- _Exercise requirements_:
Please repeat the stretch of lines below word for word, from the first line through the line that contains "rough mask: <svg", and include both of those lines.

- _Given data_:
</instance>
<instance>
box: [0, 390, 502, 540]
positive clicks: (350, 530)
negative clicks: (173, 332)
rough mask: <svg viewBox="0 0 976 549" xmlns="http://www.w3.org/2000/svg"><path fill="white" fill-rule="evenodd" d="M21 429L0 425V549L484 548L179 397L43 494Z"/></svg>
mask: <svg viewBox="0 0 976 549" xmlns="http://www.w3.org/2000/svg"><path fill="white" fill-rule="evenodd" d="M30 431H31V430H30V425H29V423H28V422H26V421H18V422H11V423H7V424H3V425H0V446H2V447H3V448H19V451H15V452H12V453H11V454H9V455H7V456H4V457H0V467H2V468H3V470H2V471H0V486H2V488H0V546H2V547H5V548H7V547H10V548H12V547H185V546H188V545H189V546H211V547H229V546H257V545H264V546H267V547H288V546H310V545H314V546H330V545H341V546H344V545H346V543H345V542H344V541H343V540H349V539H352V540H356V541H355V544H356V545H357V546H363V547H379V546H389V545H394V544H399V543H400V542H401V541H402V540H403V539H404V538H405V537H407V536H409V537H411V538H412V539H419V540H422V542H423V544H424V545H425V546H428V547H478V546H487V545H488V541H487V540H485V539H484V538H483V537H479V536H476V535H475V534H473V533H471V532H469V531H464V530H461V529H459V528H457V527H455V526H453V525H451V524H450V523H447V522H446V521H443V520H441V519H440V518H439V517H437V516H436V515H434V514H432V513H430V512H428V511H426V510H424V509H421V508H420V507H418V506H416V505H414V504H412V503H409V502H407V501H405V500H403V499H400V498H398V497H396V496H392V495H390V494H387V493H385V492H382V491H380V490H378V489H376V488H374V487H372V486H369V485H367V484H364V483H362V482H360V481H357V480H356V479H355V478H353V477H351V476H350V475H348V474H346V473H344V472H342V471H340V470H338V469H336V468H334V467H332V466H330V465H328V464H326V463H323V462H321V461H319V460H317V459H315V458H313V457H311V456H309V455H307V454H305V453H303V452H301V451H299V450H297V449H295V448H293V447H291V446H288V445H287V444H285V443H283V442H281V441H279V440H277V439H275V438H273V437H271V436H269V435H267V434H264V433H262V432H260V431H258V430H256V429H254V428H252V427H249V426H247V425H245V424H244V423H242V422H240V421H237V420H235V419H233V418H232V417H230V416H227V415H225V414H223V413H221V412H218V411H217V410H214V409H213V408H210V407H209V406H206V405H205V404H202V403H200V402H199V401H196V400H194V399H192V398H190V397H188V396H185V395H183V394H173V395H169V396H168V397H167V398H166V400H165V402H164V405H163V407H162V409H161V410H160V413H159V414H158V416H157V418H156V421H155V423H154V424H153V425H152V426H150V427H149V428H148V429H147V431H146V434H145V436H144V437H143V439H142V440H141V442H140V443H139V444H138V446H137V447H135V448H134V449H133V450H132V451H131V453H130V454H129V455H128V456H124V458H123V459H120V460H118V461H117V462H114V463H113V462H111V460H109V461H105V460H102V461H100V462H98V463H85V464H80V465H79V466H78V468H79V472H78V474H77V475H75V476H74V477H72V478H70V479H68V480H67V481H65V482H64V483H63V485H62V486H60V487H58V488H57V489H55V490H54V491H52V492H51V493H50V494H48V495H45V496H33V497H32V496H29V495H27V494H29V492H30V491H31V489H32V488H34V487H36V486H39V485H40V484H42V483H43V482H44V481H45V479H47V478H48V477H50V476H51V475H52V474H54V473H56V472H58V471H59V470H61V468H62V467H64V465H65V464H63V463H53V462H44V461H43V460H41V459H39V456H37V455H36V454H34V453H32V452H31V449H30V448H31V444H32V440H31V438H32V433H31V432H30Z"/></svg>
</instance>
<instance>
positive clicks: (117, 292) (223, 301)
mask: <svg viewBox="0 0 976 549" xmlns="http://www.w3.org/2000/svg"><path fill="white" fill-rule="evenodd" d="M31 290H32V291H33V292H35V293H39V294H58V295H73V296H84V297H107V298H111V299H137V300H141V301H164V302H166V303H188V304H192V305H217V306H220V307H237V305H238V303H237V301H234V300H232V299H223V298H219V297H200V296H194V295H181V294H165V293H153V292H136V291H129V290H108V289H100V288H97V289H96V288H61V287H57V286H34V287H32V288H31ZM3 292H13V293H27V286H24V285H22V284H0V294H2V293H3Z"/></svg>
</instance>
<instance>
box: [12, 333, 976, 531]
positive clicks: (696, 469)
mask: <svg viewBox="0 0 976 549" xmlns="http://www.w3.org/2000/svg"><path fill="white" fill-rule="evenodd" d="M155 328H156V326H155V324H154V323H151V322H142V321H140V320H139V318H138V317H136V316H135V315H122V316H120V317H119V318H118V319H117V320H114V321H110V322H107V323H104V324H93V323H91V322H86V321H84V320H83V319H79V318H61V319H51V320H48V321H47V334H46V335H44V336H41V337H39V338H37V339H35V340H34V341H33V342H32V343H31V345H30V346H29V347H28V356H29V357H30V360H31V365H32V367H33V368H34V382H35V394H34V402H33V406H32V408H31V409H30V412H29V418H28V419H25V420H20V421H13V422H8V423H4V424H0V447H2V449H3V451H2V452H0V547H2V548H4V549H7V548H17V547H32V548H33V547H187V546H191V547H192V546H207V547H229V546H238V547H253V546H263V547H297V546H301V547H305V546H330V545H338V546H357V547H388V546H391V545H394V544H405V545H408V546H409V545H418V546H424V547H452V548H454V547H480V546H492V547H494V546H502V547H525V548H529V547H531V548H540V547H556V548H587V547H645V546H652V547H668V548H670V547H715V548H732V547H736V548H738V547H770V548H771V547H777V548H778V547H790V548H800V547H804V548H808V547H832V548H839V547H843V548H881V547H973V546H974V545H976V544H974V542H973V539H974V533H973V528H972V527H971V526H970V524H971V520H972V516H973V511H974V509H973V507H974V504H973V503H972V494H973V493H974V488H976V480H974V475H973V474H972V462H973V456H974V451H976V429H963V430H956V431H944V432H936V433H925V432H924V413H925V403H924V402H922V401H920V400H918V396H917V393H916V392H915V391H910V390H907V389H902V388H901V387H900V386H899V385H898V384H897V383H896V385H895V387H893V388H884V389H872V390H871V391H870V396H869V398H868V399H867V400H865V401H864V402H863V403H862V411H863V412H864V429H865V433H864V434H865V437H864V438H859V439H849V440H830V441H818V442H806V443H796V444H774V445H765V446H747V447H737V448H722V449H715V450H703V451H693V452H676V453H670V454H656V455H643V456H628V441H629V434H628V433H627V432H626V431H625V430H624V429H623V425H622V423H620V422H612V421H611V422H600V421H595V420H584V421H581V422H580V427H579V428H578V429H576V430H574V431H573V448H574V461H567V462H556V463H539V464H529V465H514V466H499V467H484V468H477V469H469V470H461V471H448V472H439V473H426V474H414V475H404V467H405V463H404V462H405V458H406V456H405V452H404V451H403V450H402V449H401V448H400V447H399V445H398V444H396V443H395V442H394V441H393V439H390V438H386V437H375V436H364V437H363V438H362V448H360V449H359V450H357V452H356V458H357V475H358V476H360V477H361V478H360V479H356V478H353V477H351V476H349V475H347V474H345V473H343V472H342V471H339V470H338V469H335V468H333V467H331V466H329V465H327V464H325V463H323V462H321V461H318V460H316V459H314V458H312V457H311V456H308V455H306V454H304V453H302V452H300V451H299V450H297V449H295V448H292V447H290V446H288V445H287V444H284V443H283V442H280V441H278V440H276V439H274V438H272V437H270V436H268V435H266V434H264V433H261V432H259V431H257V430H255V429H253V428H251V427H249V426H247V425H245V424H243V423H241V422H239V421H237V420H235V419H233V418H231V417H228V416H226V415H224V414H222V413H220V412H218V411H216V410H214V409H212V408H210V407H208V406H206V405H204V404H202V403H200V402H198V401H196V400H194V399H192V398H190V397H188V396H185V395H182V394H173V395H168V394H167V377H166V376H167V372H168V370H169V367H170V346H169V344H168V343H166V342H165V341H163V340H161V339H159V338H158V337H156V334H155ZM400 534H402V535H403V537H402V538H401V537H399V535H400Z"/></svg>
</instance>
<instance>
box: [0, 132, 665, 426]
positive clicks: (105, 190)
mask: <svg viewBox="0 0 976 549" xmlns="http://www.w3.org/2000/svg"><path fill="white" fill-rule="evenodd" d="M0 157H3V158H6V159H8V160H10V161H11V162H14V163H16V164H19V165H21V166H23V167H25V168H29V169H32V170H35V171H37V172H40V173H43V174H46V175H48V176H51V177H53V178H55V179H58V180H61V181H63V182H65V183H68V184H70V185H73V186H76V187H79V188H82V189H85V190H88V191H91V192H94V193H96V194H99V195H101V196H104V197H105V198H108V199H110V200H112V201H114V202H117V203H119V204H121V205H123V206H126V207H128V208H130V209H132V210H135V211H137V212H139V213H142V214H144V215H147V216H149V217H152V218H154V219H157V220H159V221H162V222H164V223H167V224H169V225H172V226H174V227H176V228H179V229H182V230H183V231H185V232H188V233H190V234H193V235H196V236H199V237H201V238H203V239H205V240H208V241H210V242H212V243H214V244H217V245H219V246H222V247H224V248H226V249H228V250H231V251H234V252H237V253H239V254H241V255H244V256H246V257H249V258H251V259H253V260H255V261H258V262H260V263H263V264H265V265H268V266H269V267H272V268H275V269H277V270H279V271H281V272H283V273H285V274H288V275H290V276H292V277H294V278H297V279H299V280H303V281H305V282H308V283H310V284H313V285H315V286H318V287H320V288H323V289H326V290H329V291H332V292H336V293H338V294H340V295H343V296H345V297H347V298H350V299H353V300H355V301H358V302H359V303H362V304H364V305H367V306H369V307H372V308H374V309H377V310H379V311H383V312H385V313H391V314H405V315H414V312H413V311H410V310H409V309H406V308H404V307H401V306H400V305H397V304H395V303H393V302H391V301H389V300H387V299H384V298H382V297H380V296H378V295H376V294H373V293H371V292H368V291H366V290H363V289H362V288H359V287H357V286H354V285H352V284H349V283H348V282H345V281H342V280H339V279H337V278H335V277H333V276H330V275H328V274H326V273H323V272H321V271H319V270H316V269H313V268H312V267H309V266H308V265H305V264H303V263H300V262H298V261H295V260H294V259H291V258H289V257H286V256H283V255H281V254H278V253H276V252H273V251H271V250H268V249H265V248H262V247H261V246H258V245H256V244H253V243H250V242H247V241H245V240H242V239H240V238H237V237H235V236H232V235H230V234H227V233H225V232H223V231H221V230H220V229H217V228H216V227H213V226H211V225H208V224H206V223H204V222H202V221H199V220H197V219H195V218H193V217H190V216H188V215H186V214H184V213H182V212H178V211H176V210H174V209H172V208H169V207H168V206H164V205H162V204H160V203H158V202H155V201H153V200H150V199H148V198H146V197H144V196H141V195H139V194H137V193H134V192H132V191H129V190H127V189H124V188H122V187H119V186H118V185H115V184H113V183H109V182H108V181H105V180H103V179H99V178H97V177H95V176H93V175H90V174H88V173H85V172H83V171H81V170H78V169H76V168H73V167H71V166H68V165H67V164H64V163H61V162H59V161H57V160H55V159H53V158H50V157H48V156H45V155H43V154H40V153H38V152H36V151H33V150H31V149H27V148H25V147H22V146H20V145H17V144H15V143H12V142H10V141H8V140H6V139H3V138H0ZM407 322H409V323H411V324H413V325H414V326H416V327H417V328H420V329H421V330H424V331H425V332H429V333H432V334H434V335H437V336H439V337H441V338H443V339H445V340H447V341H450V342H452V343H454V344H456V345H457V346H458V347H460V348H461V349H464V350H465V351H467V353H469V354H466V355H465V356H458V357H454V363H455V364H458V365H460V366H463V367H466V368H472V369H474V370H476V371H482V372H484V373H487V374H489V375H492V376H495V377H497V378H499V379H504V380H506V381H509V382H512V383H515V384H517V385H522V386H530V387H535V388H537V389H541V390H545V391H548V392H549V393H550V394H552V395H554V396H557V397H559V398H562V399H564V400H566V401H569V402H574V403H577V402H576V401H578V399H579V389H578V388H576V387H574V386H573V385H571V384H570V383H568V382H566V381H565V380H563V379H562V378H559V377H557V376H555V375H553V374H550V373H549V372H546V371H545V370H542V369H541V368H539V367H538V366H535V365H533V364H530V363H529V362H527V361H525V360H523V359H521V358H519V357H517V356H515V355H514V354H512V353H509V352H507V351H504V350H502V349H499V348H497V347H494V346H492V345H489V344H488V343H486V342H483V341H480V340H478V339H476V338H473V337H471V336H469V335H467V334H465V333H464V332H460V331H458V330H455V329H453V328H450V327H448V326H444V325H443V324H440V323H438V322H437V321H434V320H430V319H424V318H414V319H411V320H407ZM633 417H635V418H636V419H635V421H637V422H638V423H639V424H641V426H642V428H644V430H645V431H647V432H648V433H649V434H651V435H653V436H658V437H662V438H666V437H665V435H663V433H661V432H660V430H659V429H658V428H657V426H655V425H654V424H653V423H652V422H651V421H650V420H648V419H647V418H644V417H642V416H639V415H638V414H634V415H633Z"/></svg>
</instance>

- _Output of the task_:
</instance>
<instance>
box: [0, 390, 502, 540]
positive clicks: (350, 530)
negative clicks: (173, 332)
rough mask: <svg viewBox="0 0 976 549" xmlns="http://www.w3.org/2000/svg"><path fill="white" fill-rule="evenodd" d="M21 429L0 425V549L484 548L179 397L43 494Z"/></svg>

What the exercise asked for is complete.